• **Dataset excerpts**

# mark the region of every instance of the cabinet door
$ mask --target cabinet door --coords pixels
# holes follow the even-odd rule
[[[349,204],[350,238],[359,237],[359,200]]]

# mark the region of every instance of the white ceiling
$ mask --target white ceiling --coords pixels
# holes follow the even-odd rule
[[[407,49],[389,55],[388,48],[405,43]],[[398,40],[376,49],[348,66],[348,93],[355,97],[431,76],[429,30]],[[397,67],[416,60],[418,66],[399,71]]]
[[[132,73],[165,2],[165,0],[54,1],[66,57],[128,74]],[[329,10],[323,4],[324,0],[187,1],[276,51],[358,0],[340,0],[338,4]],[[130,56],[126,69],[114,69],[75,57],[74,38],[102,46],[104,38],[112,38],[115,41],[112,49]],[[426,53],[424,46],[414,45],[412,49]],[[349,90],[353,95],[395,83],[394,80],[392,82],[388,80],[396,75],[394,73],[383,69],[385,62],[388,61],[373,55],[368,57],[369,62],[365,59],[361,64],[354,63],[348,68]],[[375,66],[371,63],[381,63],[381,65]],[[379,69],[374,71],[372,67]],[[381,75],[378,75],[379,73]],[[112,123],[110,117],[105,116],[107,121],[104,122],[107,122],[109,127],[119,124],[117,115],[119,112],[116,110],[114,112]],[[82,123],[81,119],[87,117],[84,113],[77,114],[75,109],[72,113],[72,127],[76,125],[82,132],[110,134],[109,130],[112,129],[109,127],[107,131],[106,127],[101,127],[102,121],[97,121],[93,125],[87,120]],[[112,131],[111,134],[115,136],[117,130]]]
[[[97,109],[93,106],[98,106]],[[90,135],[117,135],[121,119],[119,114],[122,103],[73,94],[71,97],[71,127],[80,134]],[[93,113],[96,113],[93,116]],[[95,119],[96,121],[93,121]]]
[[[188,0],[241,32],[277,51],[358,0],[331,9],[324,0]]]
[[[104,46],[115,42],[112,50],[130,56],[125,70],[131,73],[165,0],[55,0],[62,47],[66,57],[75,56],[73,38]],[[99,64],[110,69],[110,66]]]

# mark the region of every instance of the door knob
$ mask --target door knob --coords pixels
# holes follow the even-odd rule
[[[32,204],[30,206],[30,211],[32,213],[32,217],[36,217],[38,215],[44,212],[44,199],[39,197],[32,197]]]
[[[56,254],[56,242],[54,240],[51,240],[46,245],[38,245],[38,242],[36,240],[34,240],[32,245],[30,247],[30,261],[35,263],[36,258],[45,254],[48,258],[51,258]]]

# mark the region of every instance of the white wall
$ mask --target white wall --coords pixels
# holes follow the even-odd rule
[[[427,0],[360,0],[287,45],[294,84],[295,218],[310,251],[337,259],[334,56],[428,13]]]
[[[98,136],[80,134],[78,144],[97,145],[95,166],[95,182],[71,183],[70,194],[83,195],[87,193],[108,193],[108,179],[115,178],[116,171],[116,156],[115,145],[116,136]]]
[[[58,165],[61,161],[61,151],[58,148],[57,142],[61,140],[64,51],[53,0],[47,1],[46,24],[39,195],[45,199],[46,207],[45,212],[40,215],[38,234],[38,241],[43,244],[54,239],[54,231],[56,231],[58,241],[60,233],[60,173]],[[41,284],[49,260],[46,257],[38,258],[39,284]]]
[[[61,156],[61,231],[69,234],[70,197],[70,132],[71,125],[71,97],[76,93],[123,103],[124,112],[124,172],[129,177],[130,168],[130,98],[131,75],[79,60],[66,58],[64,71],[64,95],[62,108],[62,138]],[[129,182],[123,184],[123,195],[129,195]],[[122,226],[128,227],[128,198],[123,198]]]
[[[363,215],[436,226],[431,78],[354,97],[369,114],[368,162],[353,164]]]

• **Problem**
Write out every record shown above, word for word.

• **The reply**
# mark the region of every instance of the cabinet door
$ mask --target cabinet door --coords pixels
# holes follow the even-odd rule
[[[349,204],[350,238],[359,237],[359,200]]]

# mark the region of every instance of the white ceiling
$ mask --target white ceiling --coords pixels
# holes follow the even-odd rule
[[[407,49],[389,55],[388,48],[405,43]],[[398,40],[376,49],[348,66],[348,93],[355,97],[431,76],[429,30]],[[397,67],[416,60],[418,66],[399,71]]]
[[[132,73],[165,2],[165,0],[54,1],[66,57],[128,74]],[[329,10],[323,4],[324,0],[187,1],[276,51],[358,0],[340,0],[338,4]],[[130,56],[126,69],[114,69],[75,57],[74,38],[102,46],[104,38],[112,38],[115,41],[112,49]],[[426,53],[424,46],[414,45],[412,49]],[[349,90],[353,95],[395,83],[394,80],[392,82],[388,80],[396,75],[394,73],[383,69],[385,62],[388,61],[373,55],[368,57],[369,62],[365,59],[361,64],[354,63],[348,68]],[[375,66],[371,63],[381,63],[381,65]],[[379,69],[374,71],[372,67]],[[381,75],[378,75],[379,73]],[[112,123],[110,117],[105,116],[107,121],[104,122],[107,122],[109,127],[119,124],[117,115],[119,112],[116,110],[114,112]],[[82,123],[81,119],[87,117],[84,113],[77,114],[75,109],[72,113],[72,127],[76,125],[82,132],[110,134],[109,130],[112,129],[109,127],[107,131],[106,127],[101,127],[102,121],[97,121],[93,125],[87,120]],[[112,131],[111,134],[115,136],[117,130]]]
[[[97,109],[93,106],[98,106]],[[90,135],[117,135],[121,119],[119,114],[122,103],[73,94],[71,97],[71,127],[80,134]],[[93,113],[96,113],[93,116]],[[95,119],[96,121],[93,121]]]
[[[188,0],[241,32],[277,51],[358,0],[331,9],[324,0]]]
[[[104,46],[115,42],[112,50],[130,56],[125,70],[131,73],[165,0],[55,0],[62,47],[66,57],[75,56],[73,38]],[[99,64],[110,69],[110,66]]]

# mark the region of every instance of the door knob
$ mask --target door knob --coords pixels
# holes follow the even-odd rule
[[[32,204],[30,206],[30,211],[32,213],[32,217],[36,217],[38,215],[44,212],[44,199],[39,197],[32,197]]]
[[[56,254],[56,242],[54,240],[51,240],[46,245],[38,245],[38,242],[36,240],[34,240],[32,245],[30,247],[30,261],[35,263],[36,258],[45,254],[48,258],[51,258]]]

# mark the region of every instance of the white wall
$ mask --target white wall --coords pixels
# holes follow the even-odd rule
[[[427,0],[360,0],[287,45],[294,84],[295,218],[310,251],[337,259],[334,56],[428,13]]]
[[[98,136],[80,134],[78,144],[97,145],[95,166],[95,182],[71,183],[70,194],[83,195],[87,193],[108,193],[108,179],[115,178],[116,171],[116,156],[115,145],[116,136]]]
[[[58,165],[61,161],[61,151],[58,148],[57,142],[61,140],[64,51],[53,0],[47,1],[46,24],[39,195],[45,199],[46,207],[45,212],[40,215],[38,234],[38,241],[43,244],[54,239],[54,231],[56,231],[58,241],[60,233],[60,173]],[[41,284],[49,260],[46,257],[38,258],[39,284]]]
[[[61,156],[61,231],[69,234],[70,197],[70,132],[71,125],[71,97],[76,93],[123,103],[124,112],[124,172],[129,177],[130,168],[130,98],[131,75],[79,60],[66,58],[64,71],[64,95],[62,108],[62,138]],[[129,182],[123,184],[123,195],[129,195]],[[122,226],[128,227],[128,198],[123,198]]]
[[[363,215],[436,226],[431,78],[354,97],[369,114],[368,162],[353,164]]]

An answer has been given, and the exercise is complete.